▶ **GOAL**:
Express the records from the start through the line containing "<point>597,572</point>" as a two-column CSV with columns named text and answer, one row per record. Put each record's wording under text and its answer under answer, each in a quoted field with line breaks turned into spaces.

◆ ◆ ◆ ◆ ◆ ◆ ◆

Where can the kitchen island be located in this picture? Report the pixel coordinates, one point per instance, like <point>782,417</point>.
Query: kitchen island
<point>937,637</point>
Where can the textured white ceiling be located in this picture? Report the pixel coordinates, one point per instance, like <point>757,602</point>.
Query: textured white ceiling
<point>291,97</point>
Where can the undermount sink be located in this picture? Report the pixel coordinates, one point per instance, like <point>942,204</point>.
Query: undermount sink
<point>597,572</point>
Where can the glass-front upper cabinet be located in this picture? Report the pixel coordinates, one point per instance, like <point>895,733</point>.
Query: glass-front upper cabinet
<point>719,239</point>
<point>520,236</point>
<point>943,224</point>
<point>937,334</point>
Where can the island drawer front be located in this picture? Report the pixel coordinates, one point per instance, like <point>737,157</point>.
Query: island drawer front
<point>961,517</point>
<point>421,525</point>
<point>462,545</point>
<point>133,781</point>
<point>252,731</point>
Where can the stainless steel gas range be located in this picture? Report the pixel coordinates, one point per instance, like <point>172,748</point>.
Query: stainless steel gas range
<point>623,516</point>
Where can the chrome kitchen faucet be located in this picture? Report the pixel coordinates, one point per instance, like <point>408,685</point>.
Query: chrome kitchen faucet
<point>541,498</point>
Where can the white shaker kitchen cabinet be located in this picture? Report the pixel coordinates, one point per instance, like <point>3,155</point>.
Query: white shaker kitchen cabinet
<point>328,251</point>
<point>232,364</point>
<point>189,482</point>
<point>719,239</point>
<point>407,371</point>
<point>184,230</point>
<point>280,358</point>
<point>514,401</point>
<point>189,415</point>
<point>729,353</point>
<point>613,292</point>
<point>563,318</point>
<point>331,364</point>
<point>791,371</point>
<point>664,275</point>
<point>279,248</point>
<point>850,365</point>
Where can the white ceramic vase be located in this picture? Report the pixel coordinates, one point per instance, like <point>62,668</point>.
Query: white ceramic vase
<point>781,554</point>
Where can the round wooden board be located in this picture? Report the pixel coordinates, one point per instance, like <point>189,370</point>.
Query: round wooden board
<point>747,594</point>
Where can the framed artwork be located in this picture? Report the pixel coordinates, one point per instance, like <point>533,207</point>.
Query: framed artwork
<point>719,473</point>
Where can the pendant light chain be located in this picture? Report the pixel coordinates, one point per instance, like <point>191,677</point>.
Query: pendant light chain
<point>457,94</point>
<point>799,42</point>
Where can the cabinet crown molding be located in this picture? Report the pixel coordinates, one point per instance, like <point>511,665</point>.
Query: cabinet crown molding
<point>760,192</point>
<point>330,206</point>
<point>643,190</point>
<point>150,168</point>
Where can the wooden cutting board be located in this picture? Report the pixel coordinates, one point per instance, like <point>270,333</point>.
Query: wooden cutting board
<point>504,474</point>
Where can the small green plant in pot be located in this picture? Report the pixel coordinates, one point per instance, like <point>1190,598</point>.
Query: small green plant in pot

◆ ◆ ◆ ◆ ◆ ◆ ◆

▶ **WORKED SOLUTION**:
text,answer
"Where can the kitchen island be located in this picture? Report the pixel coordinates, one point per instance, like <point>782,417</point>. Query: kitchen island","<point>937,637</point>"
"Where can the textured white ceiling be located in this picture? Report the pixel coordinates, one point per instance, like <point>757,602</point>. Query: textured white ceiling","<point>291,97</point>"
"Where can the undermount sink be located in this picture? Report the pixel coordinates, one point per instance, like <point>942,204</point>. Query: undermount sink","<point>597,572</point>"